**Source data**
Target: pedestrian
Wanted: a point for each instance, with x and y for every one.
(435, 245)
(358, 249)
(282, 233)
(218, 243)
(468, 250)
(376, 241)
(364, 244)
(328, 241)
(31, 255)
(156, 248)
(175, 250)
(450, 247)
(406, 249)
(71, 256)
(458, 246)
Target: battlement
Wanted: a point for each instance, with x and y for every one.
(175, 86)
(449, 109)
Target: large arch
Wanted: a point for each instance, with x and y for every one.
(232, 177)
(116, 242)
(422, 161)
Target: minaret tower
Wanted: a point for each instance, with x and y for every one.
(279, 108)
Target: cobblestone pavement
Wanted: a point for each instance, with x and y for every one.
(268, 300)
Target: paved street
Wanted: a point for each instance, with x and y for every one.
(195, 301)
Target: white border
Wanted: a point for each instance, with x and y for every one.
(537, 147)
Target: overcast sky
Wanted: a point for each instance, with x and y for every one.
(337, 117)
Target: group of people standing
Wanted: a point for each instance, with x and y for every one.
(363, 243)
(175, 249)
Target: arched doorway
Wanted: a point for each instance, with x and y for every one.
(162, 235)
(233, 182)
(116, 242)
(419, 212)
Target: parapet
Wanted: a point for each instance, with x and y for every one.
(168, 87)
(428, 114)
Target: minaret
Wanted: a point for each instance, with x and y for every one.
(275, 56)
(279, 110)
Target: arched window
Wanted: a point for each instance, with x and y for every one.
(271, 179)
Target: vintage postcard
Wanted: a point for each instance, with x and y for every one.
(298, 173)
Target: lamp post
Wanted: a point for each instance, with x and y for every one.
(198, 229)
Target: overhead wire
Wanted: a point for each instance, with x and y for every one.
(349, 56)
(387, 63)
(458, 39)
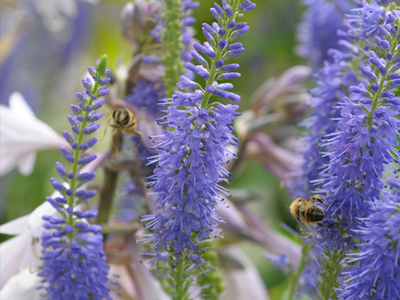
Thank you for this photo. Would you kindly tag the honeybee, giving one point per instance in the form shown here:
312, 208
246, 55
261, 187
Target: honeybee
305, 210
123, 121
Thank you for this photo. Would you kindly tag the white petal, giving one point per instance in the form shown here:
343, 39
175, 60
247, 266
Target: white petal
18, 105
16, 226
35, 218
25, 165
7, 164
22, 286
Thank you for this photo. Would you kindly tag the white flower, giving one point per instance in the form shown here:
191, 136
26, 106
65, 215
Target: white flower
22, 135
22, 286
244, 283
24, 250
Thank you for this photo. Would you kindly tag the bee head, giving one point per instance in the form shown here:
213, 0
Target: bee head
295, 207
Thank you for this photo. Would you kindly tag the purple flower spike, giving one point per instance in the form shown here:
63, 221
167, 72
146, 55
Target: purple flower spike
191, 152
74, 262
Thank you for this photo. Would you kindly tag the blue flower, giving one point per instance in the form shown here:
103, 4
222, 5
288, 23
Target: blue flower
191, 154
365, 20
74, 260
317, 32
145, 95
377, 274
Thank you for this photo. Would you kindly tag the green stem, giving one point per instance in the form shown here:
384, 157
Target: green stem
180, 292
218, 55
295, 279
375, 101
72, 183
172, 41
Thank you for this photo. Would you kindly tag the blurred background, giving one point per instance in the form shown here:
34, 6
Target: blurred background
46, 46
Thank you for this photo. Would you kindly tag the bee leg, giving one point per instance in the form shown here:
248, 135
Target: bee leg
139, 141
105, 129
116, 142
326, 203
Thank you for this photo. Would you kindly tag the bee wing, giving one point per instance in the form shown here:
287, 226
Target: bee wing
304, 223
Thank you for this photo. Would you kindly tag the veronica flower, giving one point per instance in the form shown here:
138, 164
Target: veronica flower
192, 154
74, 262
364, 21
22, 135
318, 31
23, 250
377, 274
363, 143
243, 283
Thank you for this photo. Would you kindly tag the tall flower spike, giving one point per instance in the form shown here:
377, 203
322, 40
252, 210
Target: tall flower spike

**About this task**
The preceding entries are to be returned verbatim, with every picture excluded.

**Answer below**
Target: pedestrian
Wanted: a point for each instance, with x and y for every one.
(435, 245)
(358, 249)
(282, 233)
(218, 243)
(468, 250)
(376, 241)
(364, 244)
(328, 241)
(31, 255)
(156, 248)
(175, 250)
(450, 247)
(406, 249)
(71, 256)
(458, 246)
Target: battlement
Wanted: a point for each instance, with x and y for every one.
(175, 86)
(449, 109)
Target: large arch
Wanted: a point for each instance, with x and y for every one.
(232, 177)
(116, 242)
(422, 161)
Target: minaret tower
Wanted: a point for each instance, with x and y for every one.
(279, 108)
Target: cobblestone pavement
Wanted: a point for each instance, with x and y for every one.
(268, 300)
Target: paved street
Wanted: a point for each instance, with x and y for every one.
(195, 301)
Target: white border
Wanted: a point for each instance, with x and y for every one.
(537, 147)
Target: overcast sky
Wanted: a point for each instance, with x and y for every one.
(337, 117)
Target: group of people standing
Wanted: a point for each instance, with x and y for every one.
(363, 243)
(175, 249)
Target: arched doorway
Wanted: a point for each instance, with x and y for every one.
(162, 235)
(233, 182)
(116, 242)
(419, 212)
Target: parapet
Wanted: a point for each instance, with x and y for every one.
(168, 87)
(428, 114)
Target: minaret
Wanted: a point for each instance, with x and y for every one.
(275, 56)
(279, 110)
Target: arched window
Wanted: a point for each instance, with x and y for every one.
(271, 179)
Target: vintage postcard
Wanted: a point for each instance, with x and y for every one.
(298, 173)
Target: lamp post
Wanted: a point for each instance, with x and y for every one.
(198, 229)
Target: overhead wire
Wanted: a point for each instance, with x and y for every one.
(349, 56)
(387, 63)
(458, 39)
Thank you for this photo. Would you kindly tag the honeybee, giving one point per instance in the form shown here:
312, 208
246, 55
261, 187
Target: honeybee
305, 210
123, 121
Thank you for this photo. Would you kindly tag the white petal, giving one point per instance in the form shown here:
343, 39
175, 60
247, 266
Target: white petal
18, 105
16, 226
35, 218
25, 165
7, 164
22, 286
Thank you for this photo. Would you kindly tag the white flower, giving one point per instance in the form shown here:
191, 136
26, 106
65, 215
Target: white flower
22, 135
22, 286
244, 283
24, 250
Thank you for this photo. Would you kindly tag the bee head, giving one point per instance in the form shown here:
213, 0
Target: bee head
295, 207
Thank you for this photo. Would you kindly tag the purple flower spike, giving one point per instance in the form shown here:
63, 221
167, 72
146, 55
Target: purple flower spike
191, 152
74, 262
Thank you for this photo. Would you kindly tag the blue flower, giving one point per instance in the form shown here:
103, 4
222, 5
288, 23
Target: blue flower
191, 154
365, 20
74, 260
317, 32
145, 95
377, 274
Thank you for this photo. Would you kindly tag the green stem, giving one point per instance in the form shown here:
384, 157
Target: green stem
180, 292
218, 55
295, 279
375, 101
72, 183
172, 41
Thank you for this photo. Would you kindly tag the blurred background, giving one point per instance in the form shown here:
34, 6
Target: blurred background
46, 46
Thank you for this photo. Would you kindly tag the bee leg, giving one point per instance in the form shown here:
248, 135
Target: bee leg
139, 141
105, 129
116, 142
326, 203
Thank you for this photo. Would you kindly tag the bee wing, giving one point per instance in the form shown here:
287, 226
Target: bee wing
304, 223
Thank you for this photo. Would you kindly tag the veronica flower, giving one point per instance in the form shown here:
138, 164
Target: veronica flower
192, 154
74, 262
364, 21
22, 135
318, 31
23, 250
377, 274
363, 143
243, 283
Thank you for this photo. Would you kindly tag the tall flower spike, giving one point per instance in the form shown here:
377, 203
322, 40
252, 210
Target: tall flower spike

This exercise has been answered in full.